EXERCISE BRIEF
Reproduce every line of the data below, requests included, and shift each answer point by subtracting 67 from both of its coordinates. Leave the numbers in the requests and in their sample format unchanged.

MATERIAL SHOWN
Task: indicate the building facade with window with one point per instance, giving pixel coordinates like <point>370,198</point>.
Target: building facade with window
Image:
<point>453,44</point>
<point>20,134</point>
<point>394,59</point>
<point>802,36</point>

FINAL ANSWER
Task: indicate the building facade with window with one point per instance, giving pixel coordinates like <point>370,198</point>.
Target: building facade with window
Image:
<point>386,-23</point>
<point>-47,67</point>
<point>327,-8</point>
<point>735,-31</point>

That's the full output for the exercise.